* BEGIN EXTRACT PROVIDED *
Not necessarily.  When you say "in the RAT" I assume you mean listed on

the RAT gui?? This ip comes from the RTCP and RAT settings and does not

necessarily reflect what is actually happen at the network level.



To see where the packets are actually being sent would probably require

a tcpdump.







> I'm trying to understand the bridges' process flow. If two sites are

> connected to a bridge via unicast, does the unicast/multicast bridge

> process convert my unicast traffic to multicast then back to unicast

> before sending the stream to the other site? If that is the case then

> I can understand why we can't exchange video. Multicast can't handle

> private IP space. But then, why does RAT work?



If two sites are connected to the same bridge, then I don't think there

is a double conversion.  I can't guarantee that, but it wouldn't really

make sense.  I assume incoming unicast is redistributed to all existing

unicast connections - then sent to the multicast address as required.
* END EXTRACT PROVIDED *
> _WRITTEN INSTRUCTION 1_: Decide whether each statement agrees with the reply about RAT and the unicast/multicast bridge, answering yes or no and quoting the deciding words of the text: (a) the IP shown in RAT comes from the RTCP and RAT settings; (b) seeing where the packets actually go would probably require a tcpdump; (c) the writer guarantees that two sites on the same bridge see no double conversion.
The text and the listing come from unrelated sources.
* BEGIN DATA SUPPLIED *
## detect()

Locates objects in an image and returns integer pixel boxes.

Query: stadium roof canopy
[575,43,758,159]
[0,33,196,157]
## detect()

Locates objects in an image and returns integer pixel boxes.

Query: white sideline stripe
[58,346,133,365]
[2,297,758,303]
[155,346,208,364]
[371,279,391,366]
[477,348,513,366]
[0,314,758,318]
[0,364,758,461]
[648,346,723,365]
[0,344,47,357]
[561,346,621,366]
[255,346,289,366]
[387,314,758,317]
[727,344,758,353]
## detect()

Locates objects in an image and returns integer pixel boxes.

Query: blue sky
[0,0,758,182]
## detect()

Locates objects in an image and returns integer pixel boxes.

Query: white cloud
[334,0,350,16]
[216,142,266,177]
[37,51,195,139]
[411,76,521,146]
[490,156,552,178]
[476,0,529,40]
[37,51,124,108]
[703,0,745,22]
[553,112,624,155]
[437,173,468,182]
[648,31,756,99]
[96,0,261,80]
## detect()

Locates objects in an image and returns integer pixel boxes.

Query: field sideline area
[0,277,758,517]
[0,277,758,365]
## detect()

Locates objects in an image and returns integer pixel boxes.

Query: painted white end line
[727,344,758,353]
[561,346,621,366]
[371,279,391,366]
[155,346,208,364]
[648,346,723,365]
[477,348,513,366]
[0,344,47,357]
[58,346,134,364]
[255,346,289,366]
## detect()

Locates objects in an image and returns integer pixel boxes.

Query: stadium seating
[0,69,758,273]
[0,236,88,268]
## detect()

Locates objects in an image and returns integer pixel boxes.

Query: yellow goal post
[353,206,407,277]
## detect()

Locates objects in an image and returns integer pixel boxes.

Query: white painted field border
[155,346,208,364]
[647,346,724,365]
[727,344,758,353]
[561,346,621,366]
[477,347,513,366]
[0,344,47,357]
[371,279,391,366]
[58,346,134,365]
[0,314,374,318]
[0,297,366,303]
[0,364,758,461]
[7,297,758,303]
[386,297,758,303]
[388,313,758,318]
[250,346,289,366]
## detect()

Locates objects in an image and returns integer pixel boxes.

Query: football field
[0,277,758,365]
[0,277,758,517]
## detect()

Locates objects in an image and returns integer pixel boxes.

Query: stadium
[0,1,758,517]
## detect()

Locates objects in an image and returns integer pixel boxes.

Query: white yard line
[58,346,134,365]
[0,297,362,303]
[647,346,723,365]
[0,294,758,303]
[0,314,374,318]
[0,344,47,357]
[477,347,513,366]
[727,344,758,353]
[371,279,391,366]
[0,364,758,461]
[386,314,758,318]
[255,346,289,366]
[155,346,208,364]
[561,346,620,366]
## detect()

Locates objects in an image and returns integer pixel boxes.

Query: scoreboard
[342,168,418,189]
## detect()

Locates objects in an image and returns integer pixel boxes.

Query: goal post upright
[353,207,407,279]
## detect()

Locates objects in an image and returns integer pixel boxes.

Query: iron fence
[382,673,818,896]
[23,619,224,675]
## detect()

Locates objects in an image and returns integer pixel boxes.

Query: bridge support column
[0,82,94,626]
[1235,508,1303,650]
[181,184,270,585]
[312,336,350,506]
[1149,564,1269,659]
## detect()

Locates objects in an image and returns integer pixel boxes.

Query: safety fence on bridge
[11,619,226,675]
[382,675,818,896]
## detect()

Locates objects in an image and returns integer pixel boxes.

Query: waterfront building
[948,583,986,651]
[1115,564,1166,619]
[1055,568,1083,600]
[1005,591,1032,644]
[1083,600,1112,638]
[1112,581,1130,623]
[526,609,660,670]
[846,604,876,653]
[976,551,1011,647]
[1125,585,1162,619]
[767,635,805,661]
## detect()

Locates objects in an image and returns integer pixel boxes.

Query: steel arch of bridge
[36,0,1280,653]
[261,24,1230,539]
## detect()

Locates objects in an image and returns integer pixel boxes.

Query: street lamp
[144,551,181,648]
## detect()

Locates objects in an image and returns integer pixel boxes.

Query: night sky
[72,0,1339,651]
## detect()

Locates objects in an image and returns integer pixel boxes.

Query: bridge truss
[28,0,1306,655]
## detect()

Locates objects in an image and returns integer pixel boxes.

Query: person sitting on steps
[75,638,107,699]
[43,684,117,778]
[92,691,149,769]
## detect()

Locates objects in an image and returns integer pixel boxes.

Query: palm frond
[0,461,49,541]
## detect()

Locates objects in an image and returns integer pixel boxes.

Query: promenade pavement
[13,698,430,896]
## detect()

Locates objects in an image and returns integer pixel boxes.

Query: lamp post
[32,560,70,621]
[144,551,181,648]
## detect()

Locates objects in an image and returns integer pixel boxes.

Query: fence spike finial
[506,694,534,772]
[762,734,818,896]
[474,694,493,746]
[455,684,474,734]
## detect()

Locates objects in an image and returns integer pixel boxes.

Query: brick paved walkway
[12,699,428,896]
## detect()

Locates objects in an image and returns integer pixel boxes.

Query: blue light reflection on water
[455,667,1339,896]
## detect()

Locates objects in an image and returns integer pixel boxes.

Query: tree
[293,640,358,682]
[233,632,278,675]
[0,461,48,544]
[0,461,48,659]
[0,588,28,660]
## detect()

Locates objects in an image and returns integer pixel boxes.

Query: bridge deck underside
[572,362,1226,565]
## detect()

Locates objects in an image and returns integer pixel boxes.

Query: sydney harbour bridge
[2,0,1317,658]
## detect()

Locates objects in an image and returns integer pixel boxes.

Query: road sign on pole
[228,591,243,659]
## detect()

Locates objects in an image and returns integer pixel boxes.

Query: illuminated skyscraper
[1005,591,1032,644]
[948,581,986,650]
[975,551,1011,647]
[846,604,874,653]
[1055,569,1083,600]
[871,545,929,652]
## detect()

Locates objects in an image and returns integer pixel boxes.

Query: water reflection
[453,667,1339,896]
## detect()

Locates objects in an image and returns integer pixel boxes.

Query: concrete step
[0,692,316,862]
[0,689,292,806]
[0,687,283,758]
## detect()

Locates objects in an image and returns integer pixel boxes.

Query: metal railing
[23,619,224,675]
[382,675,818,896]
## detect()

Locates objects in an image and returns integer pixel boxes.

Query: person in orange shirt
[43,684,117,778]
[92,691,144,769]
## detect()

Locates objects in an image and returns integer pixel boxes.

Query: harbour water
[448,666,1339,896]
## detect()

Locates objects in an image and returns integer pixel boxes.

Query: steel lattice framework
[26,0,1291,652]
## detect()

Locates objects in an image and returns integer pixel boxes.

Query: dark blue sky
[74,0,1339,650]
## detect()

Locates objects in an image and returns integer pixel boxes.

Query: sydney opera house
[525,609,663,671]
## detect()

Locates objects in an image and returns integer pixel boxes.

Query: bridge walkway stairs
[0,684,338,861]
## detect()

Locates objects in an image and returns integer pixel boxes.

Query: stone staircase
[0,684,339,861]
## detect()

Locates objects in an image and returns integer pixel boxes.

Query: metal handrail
* END DATA SUPPLIED *
> _WRITTEN INSTRUCTION 2_: Recast the part of the listing that runs from its start through the line containing "[0,33,196,157]" as a Markdown table with the columns Row and Content, giving each line a row number and leaving out blank lines.

> _EXPECTED OUTPUT 1_:
(a) Yes: "This ip comes from the RTCP and RAT settings"
(b) Yes: "To see where the packets are actually being sent would probably require a tcpdump."
(c) No: "I can't guarantee that"

> _EXPECTED OUTPUT 2_:
| Row | Content |
|---|---|
| 1 | ## detect() |
| 2 | Locates objects in an image and returns integer pixel boxes. |
| 3 | Query: stadium roof canopy |
| 4 | [575,43,758,159] |
| 5 | [0,33,196,157] |